▶ [What the task requires] Counting only lines below that contain the string "roof", give the total as a single number.

Referring expression data:
BEGIN

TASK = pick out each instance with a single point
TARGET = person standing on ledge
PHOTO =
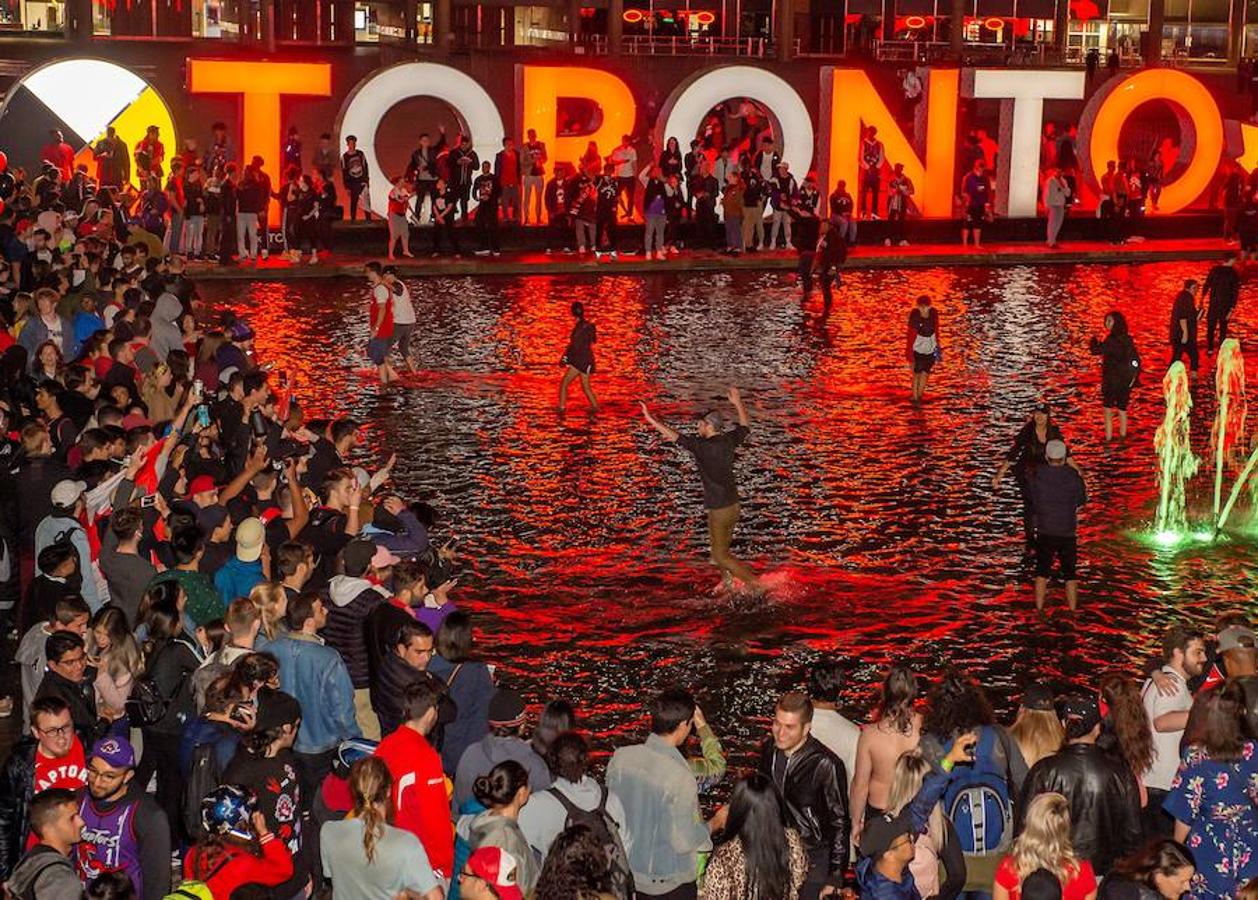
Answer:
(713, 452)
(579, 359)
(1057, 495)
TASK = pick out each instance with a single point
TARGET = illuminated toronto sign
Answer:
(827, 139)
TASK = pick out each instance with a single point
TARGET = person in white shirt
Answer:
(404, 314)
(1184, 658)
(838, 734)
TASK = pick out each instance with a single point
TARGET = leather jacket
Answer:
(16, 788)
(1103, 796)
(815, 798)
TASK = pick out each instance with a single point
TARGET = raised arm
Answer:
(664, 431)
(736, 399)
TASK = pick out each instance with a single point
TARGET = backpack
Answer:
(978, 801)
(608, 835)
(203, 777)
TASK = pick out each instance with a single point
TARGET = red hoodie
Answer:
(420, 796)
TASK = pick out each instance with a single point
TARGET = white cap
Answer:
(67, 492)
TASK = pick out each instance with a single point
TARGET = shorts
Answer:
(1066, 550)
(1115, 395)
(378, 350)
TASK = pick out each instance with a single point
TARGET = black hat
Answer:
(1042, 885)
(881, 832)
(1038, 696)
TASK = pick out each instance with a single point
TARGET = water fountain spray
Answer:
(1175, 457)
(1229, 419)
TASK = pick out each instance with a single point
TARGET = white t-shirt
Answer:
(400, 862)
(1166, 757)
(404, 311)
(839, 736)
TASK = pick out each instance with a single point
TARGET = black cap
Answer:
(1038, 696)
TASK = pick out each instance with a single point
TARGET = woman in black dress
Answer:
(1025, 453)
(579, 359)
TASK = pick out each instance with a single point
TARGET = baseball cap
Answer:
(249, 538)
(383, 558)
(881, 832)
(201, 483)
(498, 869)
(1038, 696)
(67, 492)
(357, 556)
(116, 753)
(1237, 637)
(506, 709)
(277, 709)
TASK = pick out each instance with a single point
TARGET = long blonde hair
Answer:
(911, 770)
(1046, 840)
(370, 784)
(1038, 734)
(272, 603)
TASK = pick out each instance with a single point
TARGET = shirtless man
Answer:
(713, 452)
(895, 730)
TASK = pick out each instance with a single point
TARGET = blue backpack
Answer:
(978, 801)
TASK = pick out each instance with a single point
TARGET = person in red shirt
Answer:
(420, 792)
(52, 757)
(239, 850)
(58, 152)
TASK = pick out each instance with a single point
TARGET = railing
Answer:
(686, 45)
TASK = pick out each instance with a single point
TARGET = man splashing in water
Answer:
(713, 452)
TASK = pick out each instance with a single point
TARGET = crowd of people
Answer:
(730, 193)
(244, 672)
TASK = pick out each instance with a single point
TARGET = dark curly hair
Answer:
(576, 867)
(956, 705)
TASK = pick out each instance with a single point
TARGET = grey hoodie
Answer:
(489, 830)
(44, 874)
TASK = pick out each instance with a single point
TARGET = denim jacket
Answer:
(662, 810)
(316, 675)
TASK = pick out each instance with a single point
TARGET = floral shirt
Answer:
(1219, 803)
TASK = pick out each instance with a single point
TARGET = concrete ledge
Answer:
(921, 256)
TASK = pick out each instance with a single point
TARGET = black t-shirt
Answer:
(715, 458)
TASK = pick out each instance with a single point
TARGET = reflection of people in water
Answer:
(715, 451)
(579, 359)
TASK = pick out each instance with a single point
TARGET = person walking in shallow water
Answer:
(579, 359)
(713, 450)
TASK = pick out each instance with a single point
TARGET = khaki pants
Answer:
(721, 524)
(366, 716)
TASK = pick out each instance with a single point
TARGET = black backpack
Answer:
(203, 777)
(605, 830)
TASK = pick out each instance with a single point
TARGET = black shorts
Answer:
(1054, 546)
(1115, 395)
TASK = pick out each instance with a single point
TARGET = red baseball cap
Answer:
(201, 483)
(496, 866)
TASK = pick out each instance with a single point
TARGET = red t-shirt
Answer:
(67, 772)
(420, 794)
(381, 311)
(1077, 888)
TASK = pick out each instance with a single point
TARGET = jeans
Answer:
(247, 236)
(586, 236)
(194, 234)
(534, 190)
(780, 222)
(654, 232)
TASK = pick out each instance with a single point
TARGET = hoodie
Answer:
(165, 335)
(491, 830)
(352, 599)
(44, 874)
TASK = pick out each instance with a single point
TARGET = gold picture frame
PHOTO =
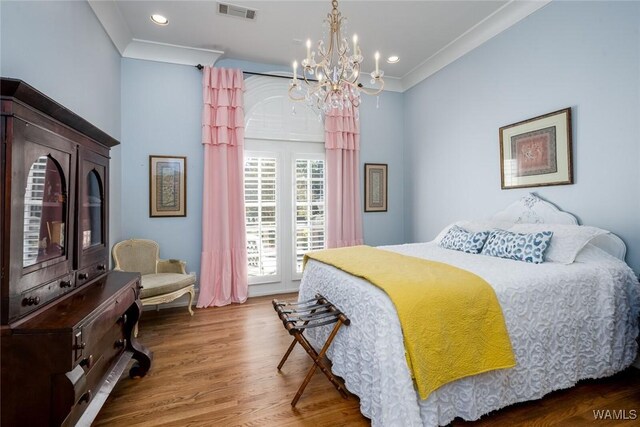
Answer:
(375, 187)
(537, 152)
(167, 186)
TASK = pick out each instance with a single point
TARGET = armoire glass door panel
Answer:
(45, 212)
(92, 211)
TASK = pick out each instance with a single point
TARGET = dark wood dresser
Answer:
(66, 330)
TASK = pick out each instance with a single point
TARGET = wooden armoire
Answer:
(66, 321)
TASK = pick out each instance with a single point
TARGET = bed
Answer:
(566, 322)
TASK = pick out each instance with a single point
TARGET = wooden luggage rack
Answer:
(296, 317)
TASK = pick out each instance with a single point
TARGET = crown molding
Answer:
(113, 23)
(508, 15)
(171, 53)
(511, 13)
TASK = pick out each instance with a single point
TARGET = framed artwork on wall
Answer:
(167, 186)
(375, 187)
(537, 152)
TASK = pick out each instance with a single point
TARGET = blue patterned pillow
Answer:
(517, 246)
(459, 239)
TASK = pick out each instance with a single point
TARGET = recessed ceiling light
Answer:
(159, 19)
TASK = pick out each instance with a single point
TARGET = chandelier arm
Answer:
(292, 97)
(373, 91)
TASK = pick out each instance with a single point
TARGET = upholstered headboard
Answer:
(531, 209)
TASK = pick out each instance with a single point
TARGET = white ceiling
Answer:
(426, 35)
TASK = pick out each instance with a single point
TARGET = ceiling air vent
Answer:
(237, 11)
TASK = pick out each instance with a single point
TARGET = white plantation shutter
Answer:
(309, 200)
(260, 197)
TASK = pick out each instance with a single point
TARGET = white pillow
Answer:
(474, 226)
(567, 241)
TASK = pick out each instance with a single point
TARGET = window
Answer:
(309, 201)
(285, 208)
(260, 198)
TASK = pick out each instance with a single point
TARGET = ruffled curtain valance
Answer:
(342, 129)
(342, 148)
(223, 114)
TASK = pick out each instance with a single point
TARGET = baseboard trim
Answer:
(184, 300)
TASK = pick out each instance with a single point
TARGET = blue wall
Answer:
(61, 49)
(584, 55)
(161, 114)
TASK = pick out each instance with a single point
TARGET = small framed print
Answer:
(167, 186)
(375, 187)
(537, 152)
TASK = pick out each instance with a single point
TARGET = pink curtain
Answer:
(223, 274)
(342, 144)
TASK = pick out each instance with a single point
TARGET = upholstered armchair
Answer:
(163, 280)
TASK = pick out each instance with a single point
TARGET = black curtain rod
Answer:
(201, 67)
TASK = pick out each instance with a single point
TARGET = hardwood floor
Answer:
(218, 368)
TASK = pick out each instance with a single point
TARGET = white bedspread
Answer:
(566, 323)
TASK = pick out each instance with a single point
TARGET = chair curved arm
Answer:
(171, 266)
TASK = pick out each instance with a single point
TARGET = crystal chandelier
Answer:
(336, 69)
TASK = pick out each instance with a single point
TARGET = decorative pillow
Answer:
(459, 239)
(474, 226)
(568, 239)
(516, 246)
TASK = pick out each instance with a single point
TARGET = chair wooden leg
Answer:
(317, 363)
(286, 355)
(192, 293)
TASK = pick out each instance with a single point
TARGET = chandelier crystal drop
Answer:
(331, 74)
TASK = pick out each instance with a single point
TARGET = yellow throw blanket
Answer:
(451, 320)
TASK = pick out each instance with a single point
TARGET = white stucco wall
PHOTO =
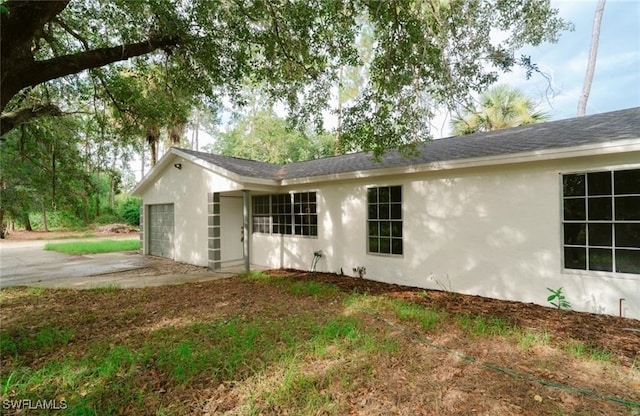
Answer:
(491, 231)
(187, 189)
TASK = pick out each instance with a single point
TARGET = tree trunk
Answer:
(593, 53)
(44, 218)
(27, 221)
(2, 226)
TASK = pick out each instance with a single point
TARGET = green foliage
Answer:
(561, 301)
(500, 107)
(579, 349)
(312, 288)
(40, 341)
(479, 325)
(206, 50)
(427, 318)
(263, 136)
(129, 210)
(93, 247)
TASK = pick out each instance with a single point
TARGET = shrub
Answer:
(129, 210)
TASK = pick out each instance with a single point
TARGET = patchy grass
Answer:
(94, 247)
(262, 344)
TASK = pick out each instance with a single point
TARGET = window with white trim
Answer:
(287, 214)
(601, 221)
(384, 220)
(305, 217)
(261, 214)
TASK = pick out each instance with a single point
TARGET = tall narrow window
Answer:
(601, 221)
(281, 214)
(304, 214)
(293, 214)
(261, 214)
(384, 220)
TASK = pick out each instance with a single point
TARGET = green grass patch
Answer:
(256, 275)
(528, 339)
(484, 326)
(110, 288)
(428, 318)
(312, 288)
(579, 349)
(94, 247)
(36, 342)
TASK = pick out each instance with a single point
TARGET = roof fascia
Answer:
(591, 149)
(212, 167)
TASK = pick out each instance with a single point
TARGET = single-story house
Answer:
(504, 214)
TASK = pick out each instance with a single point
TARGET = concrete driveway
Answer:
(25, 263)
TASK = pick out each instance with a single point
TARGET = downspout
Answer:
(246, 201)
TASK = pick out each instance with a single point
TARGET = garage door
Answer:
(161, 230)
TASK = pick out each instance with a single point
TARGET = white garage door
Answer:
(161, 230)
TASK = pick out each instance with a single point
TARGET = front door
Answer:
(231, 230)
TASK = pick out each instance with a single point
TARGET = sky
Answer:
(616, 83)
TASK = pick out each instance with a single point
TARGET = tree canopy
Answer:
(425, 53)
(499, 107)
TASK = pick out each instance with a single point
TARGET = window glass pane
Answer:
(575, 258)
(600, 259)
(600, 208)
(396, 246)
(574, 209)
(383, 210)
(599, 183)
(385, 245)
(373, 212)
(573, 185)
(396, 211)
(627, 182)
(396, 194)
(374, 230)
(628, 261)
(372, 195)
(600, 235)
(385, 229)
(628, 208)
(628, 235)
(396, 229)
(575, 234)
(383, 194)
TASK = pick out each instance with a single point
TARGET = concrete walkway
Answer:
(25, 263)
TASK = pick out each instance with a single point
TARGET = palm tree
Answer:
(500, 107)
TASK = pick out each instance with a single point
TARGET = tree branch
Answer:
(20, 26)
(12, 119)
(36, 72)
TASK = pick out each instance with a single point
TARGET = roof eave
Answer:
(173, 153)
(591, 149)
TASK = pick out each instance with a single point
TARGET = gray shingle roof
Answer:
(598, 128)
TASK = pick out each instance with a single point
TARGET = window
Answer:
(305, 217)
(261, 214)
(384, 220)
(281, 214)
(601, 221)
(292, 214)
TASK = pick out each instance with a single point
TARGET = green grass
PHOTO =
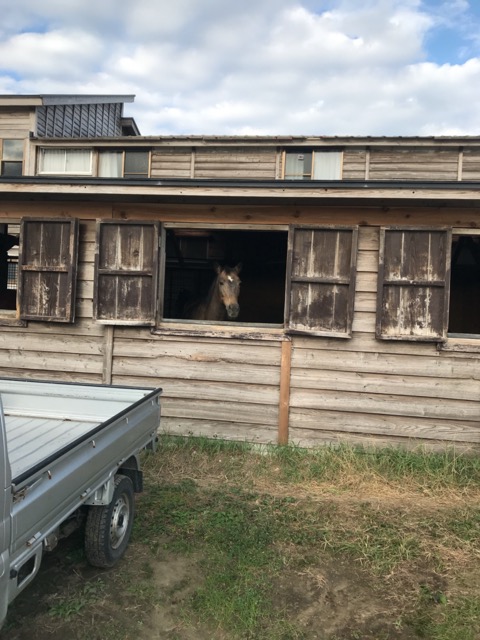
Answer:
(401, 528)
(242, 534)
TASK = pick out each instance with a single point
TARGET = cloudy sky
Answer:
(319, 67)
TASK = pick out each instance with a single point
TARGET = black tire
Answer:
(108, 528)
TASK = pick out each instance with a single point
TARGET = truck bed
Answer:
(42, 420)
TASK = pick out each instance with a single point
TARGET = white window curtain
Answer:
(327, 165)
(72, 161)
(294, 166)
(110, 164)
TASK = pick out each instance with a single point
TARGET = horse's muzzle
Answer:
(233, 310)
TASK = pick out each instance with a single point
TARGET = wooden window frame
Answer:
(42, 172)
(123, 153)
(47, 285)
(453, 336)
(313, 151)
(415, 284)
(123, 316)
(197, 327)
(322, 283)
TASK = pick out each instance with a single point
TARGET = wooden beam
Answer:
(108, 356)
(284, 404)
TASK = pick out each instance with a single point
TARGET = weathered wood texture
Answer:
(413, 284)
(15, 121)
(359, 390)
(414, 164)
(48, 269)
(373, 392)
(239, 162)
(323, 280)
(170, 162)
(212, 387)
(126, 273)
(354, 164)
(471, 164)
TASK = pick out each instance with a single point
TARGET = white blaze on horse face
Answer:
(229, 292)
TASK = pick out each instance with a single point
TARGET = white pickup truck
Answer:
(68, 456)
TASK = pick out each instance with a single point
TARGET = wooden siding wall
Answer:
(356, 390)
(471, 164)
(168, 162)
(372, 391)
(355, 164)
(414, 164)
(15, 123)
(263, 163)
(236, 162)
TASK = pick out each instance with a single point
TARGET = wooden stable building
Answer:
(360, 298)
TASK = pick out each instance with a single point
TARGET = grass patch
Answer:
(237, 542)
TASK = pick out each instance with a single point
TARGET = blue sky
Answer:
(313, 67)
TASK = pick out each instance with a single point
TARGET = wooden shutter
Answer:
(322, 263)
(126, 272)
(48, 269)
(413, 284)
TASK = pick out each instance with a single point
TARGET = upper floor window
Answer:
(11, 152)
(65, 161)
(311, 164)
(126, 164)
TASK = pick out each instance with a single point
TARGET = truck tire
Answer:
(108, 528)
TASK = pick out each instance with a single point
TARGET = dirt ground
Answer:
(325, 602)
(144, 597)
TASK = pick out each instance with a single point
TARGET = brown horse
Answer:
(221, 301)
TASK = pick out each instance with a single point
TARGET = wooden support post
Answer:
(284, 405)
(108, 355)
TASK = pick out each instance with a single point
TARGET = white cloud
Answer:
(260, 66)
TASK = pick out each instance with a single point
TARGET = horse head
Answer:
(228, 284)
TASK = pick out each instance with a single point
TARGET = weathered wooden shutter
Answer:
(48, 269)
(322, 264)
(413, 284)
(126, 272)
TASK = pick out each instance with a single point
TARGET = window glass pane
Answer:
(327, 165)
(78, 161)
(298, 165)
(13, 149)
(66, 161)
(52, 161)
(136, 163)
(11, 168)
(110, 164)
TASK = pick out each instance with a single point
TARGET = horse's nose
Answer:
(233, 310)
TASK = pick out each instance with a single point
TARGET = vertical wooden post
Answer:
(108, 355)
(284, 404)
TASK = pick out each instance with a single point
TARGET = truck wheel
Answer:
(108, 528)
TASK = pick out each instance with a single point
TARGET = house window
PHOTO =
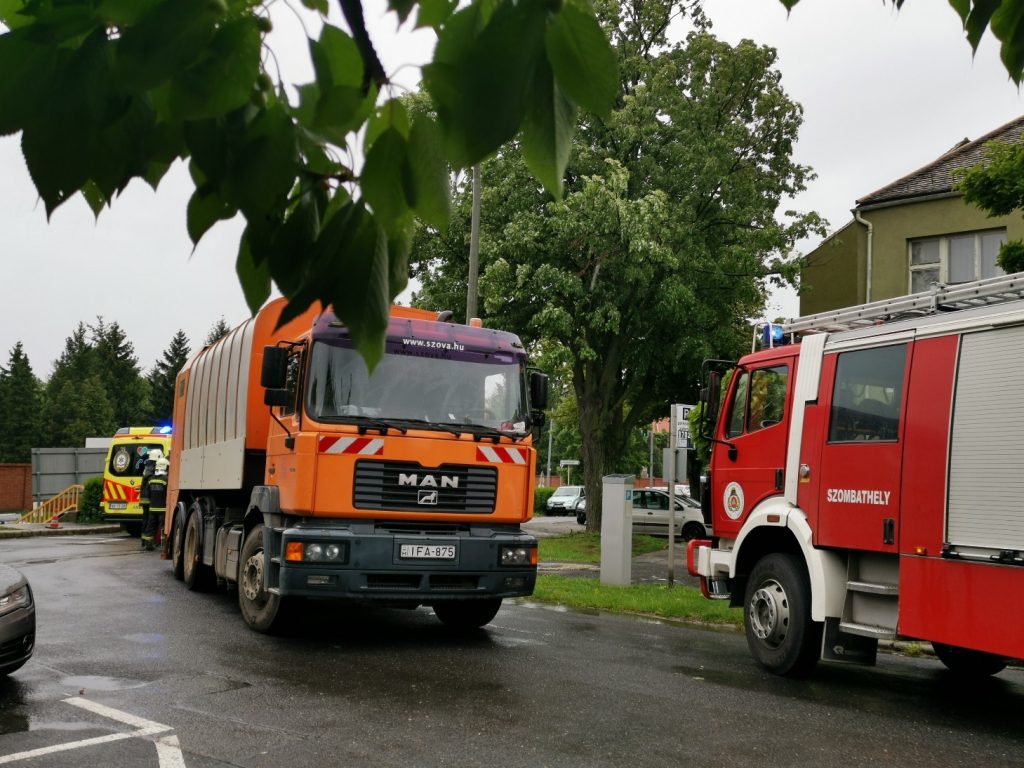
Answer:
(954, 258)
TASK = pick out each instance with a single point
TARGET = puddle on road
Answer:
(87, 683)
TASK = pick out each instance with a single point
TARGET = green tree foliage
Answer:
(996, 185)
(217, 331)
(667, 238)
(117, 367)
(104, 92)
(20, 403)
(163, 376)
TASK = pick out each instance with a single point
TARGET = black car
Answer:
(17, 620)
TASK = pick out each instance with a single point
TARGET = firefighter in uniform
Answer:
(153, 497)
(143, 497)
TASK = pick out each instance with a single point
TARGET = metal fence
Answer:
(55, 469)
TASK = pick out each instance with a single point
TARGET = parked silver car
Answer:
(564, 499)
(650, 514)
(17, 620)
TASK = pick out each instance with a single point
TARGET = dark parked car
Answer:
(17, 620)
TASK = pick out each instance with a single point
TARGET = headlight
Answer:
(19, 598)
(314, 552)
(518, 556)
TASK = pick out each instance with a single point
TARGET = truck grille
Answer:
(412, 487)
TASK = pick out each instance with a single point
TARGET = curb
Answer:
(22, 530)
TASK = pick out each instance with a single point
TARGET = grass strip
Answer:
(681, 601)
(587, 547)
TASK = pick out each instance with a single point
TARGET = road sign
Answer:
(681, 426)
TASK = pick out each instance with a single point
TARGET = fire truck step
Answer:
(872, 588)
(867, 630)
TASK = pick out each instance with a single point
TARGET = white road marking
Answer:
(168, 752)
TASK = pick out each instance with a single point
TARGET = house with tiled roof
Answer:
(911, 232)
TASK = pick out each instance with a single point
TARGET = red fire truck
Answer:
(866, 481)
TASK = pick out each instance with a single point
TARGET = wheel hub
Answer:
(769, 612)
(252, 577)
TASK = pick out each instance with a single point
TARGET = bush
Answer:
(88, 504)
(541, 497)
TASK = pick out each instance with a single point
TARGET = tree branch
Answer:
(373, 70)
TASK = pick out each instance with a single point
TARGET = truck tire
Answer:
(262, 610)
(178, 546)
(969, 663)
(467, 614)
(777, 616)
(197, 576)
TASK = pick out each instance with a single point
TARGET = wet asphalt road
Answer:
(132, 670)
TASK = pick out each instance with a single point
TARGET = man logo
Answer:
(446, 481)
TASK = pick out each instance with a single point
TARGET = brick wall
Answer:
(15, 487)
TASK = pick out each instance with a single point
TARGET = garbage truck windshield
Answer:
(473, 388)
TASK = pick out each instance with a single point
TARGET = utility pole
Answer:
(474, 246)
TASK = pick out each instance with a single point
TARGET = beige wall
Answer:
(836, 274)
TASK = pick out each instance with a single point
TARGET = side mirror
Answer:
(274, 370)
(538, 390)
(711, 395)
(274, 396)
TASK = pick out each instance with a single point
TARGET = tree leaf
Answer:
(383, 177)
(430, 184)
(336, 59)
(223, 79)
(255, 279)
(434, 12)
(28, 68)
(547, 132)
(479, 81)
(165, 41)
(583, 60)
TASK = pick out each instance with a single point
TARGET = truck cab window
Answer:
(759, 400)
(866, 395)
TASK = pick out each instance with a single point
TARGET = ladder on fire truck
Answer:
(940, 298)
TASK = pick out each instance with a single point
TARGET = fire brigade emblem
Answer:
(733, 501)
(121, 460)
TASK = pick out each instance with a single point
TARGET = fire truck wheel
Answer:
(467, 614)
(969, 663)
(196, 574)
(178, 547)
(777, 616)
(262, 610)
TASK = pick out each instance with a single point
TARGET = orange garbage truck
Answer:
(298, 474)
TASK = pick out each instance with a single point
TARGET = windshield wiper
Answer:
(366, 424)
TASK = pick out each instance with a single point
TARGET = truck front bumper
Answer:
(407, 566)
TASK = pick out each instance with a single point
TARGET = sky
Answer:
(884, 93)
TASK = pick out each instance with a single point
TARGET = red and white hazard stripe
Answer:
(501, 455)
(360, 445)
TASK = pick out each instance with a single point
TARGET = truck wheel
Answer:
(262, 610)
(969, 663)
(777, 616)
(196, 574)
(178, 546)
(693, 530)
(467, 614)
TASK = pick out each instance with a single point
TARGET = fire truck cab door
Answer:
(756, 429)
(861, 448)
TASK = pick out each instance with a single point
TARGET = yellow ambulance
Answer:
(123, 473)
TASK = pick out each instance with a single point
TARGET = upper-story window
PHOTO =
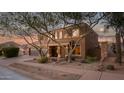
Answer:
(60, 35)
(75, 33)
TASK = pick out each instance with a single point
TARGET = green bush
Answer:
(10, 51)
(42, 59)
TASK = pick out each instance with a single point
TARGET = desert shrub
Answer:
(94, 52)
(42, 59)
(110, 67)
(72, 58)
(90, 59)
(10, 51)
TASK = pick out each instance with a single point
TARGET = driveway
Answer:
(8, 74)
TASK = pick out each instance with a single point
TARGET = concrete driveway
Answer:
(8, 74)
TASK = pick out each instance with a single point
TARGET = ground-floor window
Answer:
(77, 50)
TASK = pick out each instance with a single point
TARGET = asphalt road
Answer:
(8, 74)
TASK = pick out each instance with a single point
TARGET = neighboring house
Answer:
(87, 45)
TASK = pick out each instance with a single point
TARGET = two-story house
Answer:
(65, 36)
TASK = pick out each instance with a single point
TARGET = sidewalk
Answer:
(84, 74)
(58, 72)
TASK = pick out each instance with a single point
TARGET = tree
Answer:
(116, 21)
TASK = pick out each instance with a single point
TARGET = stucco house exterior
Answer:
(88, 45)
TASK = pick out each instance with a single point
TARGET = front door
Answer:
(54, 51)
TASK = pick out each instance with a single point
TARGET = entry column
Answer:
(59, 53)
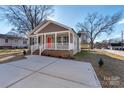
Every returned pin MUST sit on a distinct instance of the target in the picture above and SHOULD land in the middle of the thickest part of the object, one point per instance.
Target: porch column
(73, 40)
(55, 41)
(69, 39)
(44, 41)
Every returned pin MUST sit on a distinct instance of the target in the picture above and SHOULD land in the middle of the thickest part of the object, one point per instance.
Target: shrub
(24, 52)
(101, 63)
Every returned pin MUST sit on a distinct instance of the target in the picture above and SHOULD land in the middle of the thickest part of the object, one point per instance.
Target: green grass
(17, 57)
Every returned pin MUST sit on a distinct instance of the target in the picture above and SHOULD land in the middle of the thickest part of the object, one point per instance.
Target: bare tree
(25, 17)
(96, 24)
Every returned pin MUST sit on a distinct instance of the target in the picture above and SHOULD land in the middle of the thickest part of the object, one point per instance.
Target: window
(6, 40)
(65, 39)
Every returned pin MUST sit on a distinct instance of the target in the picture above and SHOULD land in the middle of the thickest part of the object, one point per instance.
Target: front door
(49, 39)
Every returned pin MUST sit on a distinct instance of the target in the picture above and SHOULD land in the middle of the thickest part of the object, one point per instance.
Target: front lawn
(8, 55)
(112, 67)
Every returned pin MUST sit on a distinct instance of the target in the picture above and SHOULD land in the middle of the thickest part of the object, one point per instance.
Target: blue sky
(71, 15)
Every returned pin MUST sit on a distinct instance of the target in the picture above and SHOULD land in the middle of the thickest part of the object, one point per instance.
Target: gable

END

▶ [Answer to the exercise] 4